### Source material
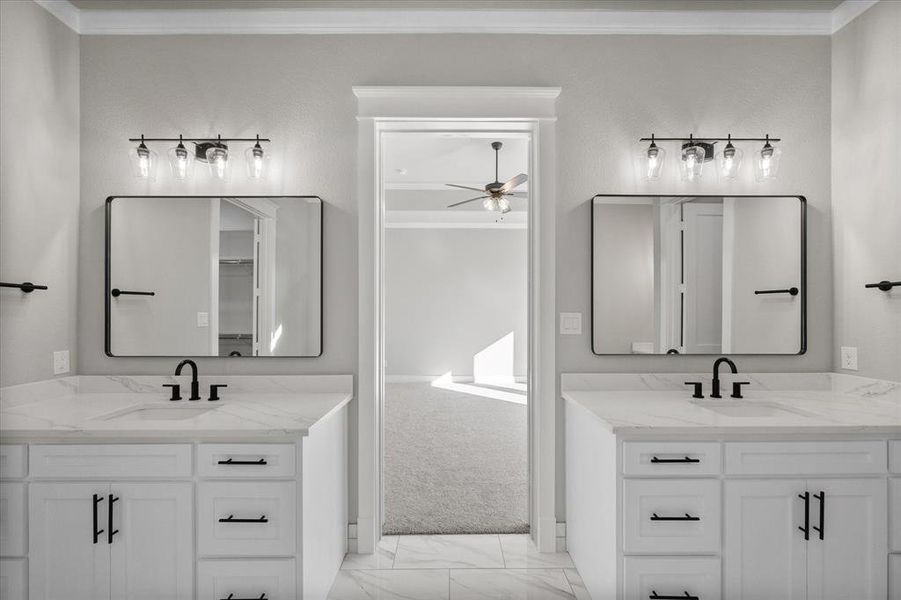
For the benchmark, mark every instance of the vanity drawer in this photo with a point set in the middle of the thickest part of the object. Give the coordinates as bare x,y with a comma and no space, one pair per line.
672,459
247,518
894,456
805,458
894,517
671,516
12,461
270,579
12,519
12,579
110,461
671,577
246,461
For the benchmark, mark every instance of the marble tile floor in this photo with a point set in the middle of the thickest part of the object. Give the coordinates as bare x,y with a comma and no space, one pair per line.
458,567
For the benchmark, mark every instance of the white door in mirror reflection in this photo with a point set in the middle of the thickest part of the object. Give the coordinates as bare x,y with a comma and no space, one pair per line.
234,276
679,274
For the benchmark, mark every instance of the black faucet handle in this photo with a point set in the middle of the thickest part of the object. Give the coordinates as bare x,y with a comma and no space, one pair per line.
214,391
699,388
176,391
736,388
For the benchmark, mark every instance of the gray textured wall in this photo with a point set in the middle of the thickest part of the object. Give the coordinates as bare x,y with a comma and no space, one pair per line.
866,187
38,190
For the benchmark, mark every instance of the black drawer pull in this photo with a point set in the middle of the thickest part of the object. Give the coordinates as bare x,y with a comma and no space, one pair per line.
685,596
232,519
687,517
97,500
686,460
109,526
232,461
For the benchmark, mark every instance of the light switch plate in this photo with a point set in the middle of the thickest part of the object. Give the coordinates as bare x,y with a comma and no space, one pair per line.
60,362
849,358
570,323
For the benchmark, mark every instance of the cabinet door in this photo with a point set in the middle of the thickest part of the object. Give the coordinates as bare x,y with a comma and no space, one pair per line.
64,561
764,553
152,554
849,562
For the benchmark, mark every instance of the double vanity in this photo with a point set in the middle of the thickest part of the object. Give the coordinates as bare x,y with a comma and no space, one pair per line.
112,490
792,491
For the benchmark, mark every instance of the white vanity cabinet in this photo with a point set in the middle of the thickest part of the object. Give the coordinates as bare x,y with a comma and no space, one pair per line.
744,519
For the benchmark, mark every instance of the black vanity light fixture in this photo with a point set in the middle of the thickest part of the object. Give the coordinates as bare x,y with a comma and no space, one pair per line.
213,151
696,152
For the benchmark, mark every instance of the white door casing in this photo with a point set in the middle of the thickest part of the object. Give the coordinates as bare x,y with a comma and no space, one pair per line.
531,111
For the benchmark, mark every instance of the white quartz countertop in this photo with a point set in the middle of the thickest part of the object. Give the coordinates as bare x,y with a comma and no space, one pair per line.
773,404
110,407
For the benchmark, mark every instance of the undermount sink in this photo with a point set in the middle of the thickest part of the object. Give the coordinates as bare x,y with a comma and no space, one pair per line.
738,408
159,413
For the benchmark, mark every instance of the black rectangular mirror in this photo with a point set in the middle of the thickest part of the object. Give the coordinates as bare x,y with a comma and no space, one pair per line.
698,274
214,276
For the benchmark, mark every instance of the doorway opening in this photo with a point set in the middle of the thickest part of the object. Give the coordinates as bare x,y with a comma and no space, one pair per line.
455,332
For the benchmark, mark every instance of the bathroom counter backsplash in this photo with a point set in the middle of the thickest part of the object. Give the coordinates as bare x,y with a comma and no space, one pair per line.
98,406
773,403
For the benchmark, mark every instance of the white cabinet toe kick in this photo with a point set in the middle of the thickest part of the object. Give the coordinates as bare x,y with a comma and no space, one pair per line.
742,519
177,520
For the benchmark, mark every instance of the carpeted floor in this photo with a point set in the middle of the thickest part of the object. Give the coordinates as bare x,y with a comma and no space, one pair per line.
455,460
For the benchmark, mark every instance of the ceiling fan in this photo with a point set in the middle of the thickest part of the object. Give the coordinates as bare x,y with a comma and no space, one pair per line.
495,193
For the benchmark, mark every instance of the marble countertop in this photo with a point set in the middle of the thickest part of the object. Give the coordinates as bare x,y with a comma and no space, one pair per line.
784,403
109,407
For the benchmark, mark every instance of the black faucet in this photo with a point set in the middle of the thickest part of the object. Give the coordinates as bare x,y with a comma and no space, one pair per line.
195,386
715,393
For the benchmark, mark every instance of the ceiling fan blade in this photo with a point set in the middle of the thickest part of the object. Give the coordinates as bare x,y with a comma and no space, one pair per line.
466,201
465,187
519,179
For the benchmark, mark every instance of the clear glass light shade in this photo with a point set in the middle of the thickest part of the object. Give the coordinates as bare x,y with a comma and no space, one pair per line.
653,159
143,162
729,161
182,162
501,205
692,166
767,162
217,158
257,162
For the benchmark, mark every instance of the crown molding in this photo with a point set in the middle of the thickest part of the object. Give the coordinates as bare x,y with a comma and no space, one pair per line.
558,22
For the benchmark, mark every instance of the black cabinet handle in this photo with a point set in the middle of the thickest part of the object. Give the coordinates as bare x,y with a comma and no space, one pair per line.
806,528
26,286
685,460
97,500
885,285
109,523
232,519
116,292
687,517
822,498
231,461
793,291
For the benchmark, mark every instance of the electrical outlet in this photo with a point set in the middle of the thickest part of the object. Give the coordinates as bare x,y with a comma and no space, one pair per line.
849,358
60,362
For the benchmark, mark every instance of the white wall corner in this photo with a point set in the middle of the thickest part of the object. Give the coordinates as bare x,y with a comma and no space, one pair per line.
849,10
63,10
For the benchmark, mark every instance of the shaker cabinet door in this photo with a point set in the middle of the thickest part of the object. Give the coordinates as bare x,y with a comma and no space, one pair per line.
64,561
152,551
764,552
850,559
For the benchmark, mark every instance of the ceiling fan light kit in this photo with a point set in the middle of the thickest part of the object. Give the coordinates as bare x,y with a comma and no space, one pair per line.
495,195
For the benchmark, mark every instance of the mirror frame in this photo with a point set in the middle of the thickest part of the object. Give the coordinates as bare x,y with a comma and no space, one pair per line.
803,283
107,276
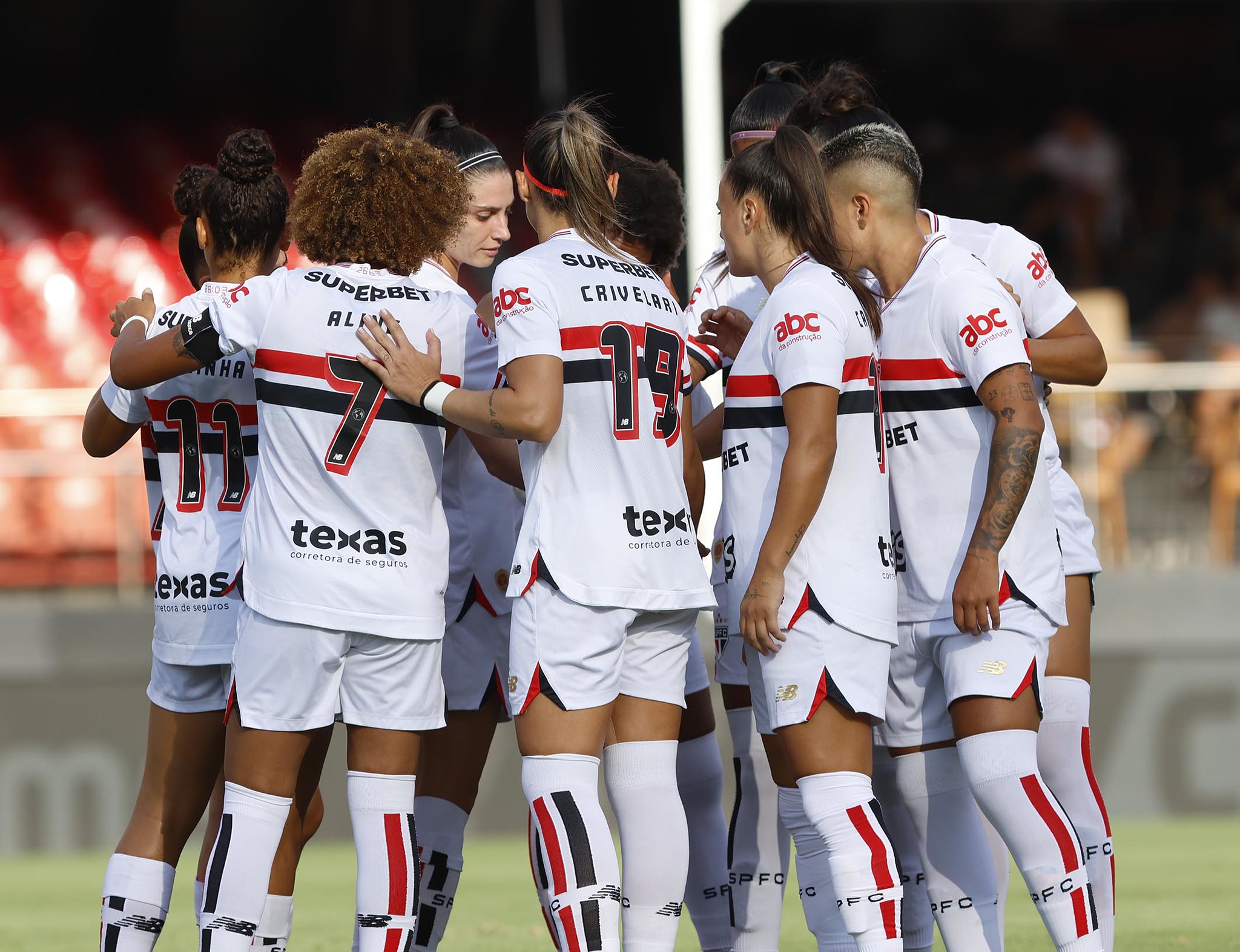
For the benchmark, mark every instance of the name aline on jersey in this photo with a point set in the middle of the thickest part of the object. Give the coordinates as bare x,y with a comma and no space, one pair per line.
372,542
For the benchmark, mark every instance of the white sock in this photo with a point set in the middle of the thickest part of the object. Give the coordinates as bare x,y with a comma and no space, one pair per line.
538,870
1066,765
917,919
654,841
137,894
381,810
865,872
578,852
275,924
240,868
955,856
1002,770
814,877
758,844
700,778
1002,873
441,851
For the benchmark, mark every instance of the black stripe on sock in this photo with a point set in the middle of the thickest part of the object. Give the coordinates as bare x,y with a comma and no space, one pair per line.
216,872
426,924
578,839
542,868
590,925
440,870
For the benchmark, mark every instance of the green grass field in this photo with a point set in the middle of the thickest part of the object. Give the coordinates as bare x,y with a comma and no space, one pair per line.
1177,884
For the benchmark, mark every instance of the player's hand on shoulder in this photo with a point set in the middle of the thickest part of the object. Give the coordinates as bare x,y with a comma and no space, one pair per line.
759,611
725,329
975,600
142,306
402,369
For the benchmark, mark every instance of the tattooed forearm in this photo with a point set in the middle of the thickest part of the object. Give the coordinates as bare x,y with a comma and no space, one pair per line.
1014,460
495,422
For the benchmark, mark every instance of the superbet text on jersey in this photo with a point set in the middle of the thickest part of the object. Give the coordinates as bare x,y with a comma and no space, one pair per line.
345,528
607,512
948,329
202,429
811,331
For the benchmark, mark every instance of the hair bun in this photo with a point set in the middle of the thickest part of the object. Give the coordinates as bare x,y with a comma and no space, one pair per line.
188,191
247,157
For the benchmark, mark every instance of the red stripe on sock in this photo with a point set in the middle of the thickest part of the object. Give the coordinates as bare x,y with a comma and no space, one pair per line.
1054,822
551,839
398,869
880,864
566,916
1079,913
888,910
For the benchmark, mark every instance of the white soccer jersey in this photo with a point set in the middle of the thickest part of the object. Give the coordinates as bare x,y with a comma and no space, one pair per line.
202,432
714,288
813,330
484,513
946,330
344,528
607,513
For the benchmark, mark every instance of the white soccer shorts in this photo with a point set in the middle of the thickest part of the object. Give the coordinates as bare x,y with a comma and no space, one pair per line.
694,674
583,656
477,660
189,688
819,660
932,671
1074,526
730,649
297,677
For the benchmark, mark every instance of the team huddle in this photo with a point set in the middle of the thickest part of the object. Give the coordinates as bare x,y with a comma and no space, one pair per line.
421,515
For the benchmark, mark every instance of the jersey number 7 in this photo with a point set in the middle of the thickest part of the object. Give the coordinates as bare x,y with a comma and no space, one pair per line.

### Goal
From the line containing "For the benchmark, mark every instance of the hair" to the last line of the material, please quote every line exactly and only those.

### Output of the task
For the benchmark, mark every instance of the hair bun in this photo with a point set in the middle of the thickest part of the object. Give the coordinates as bare x,y with a comma and no space, one pair per line.
188,191
247,157
For the benchmark, mark every instance of the red stripe on sock in this photo with a point set in the middle of the thickest part of the object. Give the coordinates as bare x,y with a comma and no space, one pair per line.
1054,822
551,839
398,869
880,864
566,916
1079,913
888,910
For the benchmark, mark every instance of the white soccer jersey in this photo with a point set in the middle of the thickest part of the object. Give the coordinates as bare x,y with a comma and no space, one pair per line.
202,432
714,288
813,330
484,513
946,330
344,528
607,513
For the benchmark, mark every instance of the white soccer shorts in this photo with a point set in the middle of the thickest part of the object. Give the coordinates as bare x,y with a comma and no space, one pair per line.
694,674
583,656
477,660
189,688
819,660
932,671
1074,526
730,649
297,677
For the benchmark, mark every instance of the team huddle in this photo with a point set in the middle of the thickest part of the object. Give the coordinates as bare x,y with a comma and no space, one pair per line.
421,515
For the benchmark, mark every instance of the jersey number 7 in this photo with a point set in the middle of the thickest part of the object. Give the coordinates as bare x,y with a comma and no space, one pair per line.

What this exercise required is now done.